**Given records**

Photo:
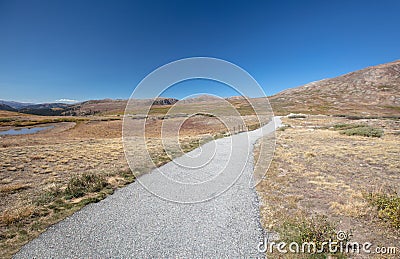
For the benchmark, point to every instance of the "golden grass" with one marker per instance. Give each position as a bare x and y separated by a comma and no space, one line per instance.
318,171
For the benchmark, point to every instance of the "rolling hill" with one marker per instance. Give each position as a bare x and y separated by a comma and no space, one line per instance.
371,91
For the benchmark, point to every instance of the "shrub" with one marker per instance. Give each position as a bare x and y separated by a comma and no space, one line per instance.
344,126
317,229
388,207
365,131
297,116
78,186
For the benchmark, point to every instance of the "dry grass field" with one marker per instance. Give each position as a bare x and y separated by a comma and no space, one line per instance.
321,181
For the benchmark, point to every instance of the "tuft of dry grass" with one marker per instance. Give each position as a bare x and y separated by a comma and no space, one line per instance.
12,188
318,171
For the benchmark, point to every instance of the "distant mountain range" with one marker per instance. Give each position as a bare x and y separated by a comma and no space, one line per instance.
374,90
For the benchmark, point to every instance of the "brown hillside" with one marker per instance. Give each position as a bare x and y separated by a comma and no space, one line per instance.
371,91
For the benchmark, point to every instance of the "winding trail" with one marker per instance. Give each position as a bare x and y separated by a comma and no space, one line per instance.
135,223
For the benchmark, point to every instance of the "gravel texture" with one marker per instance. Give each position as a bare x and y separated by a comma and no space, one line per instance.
198,206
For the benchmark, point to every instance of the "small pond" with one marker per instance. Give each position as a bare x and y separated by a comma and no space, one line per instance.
23,131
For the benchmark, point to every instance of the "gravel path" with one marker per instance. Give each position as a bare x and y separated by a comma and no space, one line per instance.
198,217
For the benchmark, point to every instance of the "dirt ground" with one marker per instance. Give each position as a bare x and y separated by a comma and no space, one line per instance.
318,171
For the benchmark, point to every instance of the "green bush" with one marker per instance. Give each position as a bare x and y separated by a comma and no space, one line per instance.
317,229
78,186
365,131
388,207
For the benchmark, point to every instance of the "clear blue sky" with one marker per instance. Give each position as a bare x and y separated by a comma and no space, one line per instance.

**Challenge**
Transcribe the full listing above exactly as it stands, minus the pictures.

**Complete output**
Photo:
For the benchmark, point to every instance of the "golden grass" with one marker per instance. Give each position as a bare x and y separated by a comma and no space, one line per instance.
318,171
For the benchmark, point to every instance of the "rolling hill" with one marker per instance. Give each position as a bare x and y separated by a comma and no space, one line per instance.
371,91
For the benchmark, point to every instance of the "shrub" with one marker per instance. Give each position as a bare x and y separated by a comma and no space, one line per instance.
344,126
317,229
388,207
365,131
297,116
78,186
For the benchmark, point to every instance of the "dry grass field" with one marker per instance. Give each position as a bare x and y separated by a comma and no space, one line per instance.
321,181
For the benchmark, point to every instance of the "tuft of dry grass" with one marker per instance. Give each position as a bare x and y separated by a comma and no space, one line per instance.
12,188
318,171
For the benchmark, point to every instance of the "distant mountain range" with one marker per instance. Give each position as a bare x and y separated by a comma and no space, one line per instance.
374,90
For the benchmark, point to every instance of the "brown hillside" with one marker per instance. Give each position as a bare x and y separated by a comma and no space, one line per instance.
371,91
For the benchmark, point to every instance of the "winding trail" with one marker per instance. Give each position as a bare x and y separated by a comma and no space, one line per instance.
135,223
For the benchmark, point to every instance of the "gravel texture" with one marker per instance. Give each position as a bare x and y separated by a comma and no space, one line per instance.
198,206
For the benchmark, point to every instance of the "small pond" with one marker per instance. Give each position as a bare x and y separated by a comma and no space, one line per instance.
23,131
For the benchmark, point to every instance of the "gravel path" with one marker per instance. Give each position as a bare x and y separated by a comma and no space, one line per instance.
198,217
For the benchmark, point to every instance of the "dirt ground" with one marker per instance. Give each position as a bare x and y separated by a comma and no space, one line per instance.
318,171
For the benchmark, point to every instance of the "green bush" with one marker per instance. Give each position as a bare x and y separated by a comma and no space, one line per instance.
317,229
78,186
365,131
388,207
For the benchmark, point to every instance of the "clear blue sky" with one marker per instance. Give each position as a bare x and y separated by a comma and no space, one line per instance.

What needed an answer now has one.